TASK GOAL >> Count the lines in the entries below that contain the string "river". Reply with the number alone.

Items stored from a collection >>
****
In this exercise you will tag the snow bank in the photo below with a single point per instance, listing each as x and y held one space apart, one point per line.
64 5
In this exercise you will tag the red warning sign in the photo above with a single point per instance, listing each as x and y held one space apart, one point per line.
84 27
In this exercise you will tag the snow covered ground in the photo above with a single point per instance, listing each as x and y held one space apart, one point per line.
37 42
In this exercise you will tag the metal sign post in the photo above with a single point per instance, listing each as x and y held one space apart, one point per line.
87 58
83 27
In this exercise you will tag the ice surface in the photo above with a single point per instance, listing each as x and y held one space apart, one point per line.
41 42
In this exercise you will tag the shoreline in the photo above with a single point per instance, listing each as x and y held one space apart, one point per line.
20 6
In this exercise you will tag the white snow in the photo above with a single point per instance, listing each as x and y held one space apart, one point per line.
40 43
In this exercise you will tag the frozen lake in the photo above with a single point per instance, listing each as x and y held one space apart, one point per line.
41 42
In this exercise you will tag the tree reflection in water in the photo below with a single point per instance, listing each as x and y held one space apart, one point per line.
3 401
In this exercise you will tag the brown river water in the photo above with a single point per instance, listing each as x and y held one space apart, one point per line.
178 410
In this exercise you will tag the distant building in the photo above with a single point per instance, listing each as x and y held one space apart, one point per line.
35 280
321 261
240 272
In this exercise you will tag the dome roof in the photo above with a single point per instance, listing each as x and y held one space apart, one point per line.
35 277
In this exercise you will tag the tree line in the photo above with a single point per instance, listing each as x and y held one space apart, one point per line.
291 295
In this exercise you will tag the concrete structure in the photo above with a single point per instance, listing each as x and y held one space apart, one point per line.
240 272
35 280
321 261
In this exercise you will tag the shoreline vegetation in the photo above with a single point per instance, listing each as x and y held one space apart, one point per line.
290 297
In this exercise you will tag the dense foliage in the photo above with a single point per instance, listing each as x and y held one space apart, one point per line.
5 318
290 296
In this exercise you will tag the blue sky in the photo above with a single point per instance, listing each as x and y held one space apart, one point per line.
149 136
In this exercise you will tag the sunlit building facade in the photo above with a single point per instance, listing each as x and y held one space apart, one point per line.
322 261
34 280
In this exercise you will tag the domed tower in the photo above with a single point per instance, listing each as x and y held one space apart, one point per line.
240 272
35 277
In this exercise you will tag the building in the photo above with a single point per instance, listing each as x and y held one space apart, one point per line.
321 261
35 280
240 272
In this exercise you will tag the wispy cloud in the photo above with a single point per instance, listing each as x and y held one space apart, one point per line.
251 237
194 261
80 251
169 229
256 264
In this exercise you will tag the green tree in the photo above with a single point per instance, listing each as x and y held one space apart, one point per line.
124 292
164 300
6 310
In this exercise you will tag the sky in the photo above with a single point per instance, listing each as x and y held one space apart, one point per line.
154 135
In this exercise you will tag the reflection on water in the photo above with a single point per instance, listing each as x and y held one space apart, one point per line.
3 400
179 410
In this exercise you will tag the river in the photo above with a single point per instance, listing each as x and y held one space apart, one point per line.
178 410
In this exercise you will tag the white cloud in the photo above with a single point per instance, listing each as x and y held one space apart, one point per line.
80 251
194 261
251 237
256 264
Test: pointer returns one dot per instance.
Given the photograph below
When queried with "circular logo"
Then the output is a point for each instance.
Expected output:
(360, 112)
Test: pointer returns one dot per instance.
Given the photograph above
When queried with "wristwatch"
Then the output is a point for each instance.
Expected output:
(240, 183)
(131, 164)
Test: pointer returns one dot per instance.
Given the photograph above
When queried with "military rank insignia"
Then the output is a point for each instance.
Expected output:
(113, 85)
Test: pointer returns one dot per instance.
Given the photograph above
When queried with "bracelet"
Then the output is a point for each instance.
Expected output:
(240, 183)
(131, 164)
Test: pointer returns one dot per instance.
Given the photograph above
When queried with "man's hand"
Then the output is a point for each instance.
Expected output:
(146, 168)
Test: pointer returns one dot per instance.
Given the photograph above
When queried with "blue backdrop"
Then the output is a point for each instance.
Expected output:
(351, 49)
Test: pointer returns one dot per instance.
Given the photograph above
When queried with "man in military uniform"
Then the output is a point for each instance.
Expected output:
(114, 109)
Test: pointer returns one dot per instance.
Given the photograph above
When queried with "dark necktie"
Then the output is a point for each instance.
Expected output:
****
THE RESPONSE >> 2